Probably not. Keep thinking it when you are online, Google will no doubt send you a message. If it says Booo, well you have an answer for sure.


----------



## RobS888 (May 7, 2013)

> Probably not. Keep thinking it when you are online, Google will no doubt send you a message. If it says Booo, well you have an answer for sure.
> 
> - therealSteveN


Could you explain that, I don't follow… is Google Satan to you?


----------



## anthm27 (May 12, 2015)

Just to keep this thing going and stir things up a little around here,

I honestly don,t see how Dominos could win over Dowels on this particular project.

Regards
Anthm


----------



## AlaskaGuy (Jan 29, 2012)

> Just to keep this thing going and stir things up a little around here,
> 
> I honestly don,t see how Dominos could win over Dowels on this particular project.
> 
> ...


Have you ever use a domino? If the answer is no then maybe that's why.

Edit to add:
Win is probably the wrong term. Either dowels or dominos would build that project just fine. I have used both dowels and dominos. My personal experience says I take the domino.


----------



## Newbie17 (Feb 20, 2017)

After reading all these comments, maybe I need to recalibrate my Domino. I haven't been happy with the accuracy of lining up edges, faces, whatever. They are never perfectly flush. The Dowelmax seems to be idiot-proof, which might be what I need. Also, in every test I could find the dowel joints were significantly stronger joints than Dominos. Anyone not like the Dowlmax?

I"ll buy the Dowelmax and maybe make a video showing the time and accuracy of both devices and let the internet tell me everything I do wrong. Then I will stand and jump on the projects, maybe drive over them with my truck…..., all the normal things we do day-to-day with our furniture.


----------



## Loren (May 30, 2008)

> After reading all these comments, maybe I need to recalibrate my Domino. I haven't been happy with the accuracy of lining up edges, faces, whatever. They are never perfectly flush. The Dowelmax seems to be idiot-proof, which might be what I need. Also, in every test I could find the dowel joints were significantly stronger joints than Dominos. Anyone not like the Dowlmax?

────────

(PROBLEM REQUIREMENTS)
Answer from the forum thread above:
(a) What does RobS888 ask whether Google is to therealSteveN?
(b) Which does AlaskaGuy say he takes, based on his personal experience?
(c) What does Newbie17 say he will buy?

────────

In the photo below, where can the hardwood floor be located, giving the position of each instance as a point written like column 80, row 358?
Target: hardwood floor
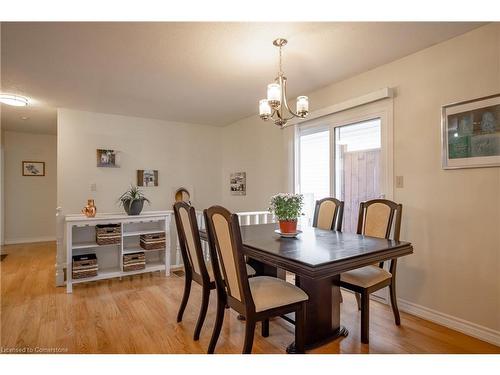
column 137, row 315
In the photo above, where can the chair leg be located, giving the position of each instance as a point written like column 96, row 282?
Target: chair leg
column 365, row 317
column 394, row 303
column 219, row 319
column 300, row 325
column 203, row 312
column 265, row 328
column 358, row 300
column 249, row 332
column 185, row 297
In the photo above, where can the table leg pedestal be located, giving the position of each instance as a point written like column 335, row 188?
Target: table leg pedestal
column 322, row 311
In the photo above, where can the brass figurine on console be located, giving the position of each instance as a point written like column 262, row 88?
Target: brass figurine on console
column 90, row 209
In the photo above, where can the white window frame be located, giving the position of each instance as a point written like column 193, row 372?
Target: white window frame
column 382, row 109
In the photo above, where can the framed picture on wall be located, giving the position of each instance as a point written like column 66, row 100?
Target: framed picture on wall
column 107, row 158
column 238, row 183
column 471, row 133
column 33, row 168
column 147, row 177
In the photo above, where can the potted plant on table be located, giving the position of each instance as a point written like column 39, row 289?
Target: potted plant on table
column 133, row 200
column 287, row 208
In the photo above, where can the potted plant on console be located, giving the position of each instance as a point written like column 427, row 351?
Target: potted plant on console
column 287, row 208
column 133, row 200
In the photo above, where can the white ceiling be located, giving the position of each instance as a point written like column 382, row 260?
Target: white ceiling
column 204, row 73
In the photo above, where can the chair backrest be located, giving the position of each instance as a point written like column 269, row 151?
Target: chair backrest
column 328, row 214
column 226, row 250
column 189, row 240
column 377, row 216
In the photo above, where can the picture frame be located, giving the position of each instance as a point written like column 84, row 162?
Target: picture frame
column 33, row 168
column 147, row 177
column 470, row 133
column 107, row 158
column 238, row 183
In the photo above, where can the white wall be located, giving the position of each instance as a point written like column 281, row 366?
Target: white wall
column 30, row 201
column 452, row 217
column 184, row 155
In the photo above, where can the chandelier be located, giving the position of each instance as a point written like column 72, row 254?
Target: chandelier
column 276, row 105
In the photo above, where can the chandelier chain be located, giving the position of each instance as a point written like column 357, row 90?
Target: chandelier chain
column 280, row 67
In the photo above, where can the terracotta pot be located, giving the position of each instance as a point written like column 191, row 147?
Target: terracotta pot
column 288, row 226
column 90, row 209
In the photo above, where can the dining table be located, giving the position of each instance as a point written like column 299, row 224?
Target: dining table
column 317, row 257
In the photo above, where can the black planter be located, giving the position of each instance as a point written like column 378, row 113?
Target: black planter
column 135, row 208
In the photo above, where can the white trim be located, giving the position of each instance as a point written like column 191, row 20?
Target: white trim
column 383, row 109
column 472, row 329
column 15, row 241
column 374, row 96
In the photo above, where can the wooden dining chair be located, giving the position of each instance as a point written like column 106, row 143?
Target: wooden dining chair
column 375, row 220
column 258, row 298
column 328, row 214
column 195, row 267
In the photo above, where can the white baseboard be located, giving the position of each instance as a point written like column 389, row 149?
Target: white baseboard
column 29, row 240
column 458, row 324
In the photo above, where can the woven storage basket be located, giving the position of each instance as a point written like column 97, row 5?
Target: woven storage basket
column 153, row 241
column 108, row 234
column 84, row 266
column 134, row 261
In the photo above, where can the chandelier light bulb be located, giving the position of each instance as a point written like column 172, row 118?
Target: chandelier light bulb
column 302, row 106
column 264, row 109
column 274, row 94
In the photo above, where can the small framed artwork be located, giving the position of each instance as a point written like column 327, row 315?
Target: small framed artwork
column 470, row 133
column 33, row 168
column 238, row 183
column 147, row 177
column 107, row 158
column 182, row 195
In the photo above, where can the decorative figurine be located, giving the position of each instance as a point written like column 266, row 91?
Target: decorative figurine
column 90, row 209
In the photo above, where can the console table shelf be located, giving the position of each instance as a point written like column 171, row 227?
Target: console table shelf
column 80, row 237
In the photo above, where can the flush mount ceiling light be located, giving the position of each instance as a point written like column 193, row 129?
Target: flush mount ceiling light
column 14, row 100
column 276, row 104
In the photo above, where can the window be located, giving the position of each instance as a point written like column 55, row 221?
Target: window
column 314, row 175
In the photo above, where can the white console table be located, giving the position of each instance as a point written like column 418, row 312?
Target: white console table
column 80, row 239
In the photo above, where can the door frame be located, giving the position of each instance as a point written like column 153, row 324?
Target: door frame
column 382, row 109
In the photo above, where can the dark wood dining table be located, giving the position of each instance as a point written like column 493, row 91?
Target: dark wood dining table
column 317, row 258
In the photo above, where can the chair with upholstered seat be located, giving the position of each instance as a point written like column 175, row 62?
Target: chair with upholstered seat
column 258, row 298
column 195, row 267
column 375, row 219
column 328, row 214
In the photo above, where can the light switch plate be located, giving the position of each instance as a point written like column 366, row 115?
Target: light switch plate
column 399, row 182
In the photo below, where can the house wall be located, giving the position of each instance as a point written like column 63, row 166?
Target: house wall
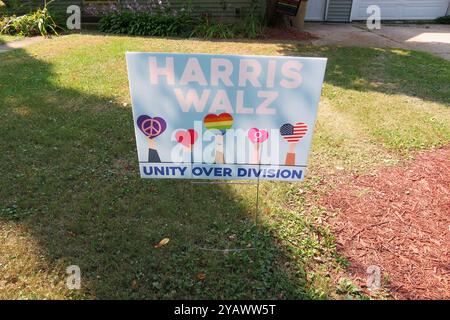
column 390, row 9
column 402, row 9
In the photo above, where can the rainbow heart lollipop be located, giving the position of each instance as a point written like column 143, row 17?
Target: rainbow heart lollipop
column 219, row 122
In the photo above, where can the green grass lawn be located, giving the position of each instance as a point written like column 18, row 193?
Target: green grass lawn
column 70, row 192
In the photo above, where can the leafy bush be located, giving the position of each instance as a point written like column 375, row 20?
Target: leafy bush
column 160, row 24
column 213, row 29
column 443, row 20
column 39, row 22
column 168, row 24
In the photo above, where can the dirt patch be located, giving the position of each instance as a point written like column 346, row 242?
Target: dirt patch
column 398, row 218
column 287, row 34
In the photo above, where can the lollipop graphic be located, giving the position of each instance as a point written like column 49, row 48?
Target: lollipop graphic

────────

(THE RESPONSE)
(a) Satan.
(b) The domino.
(c) The Dowelmax.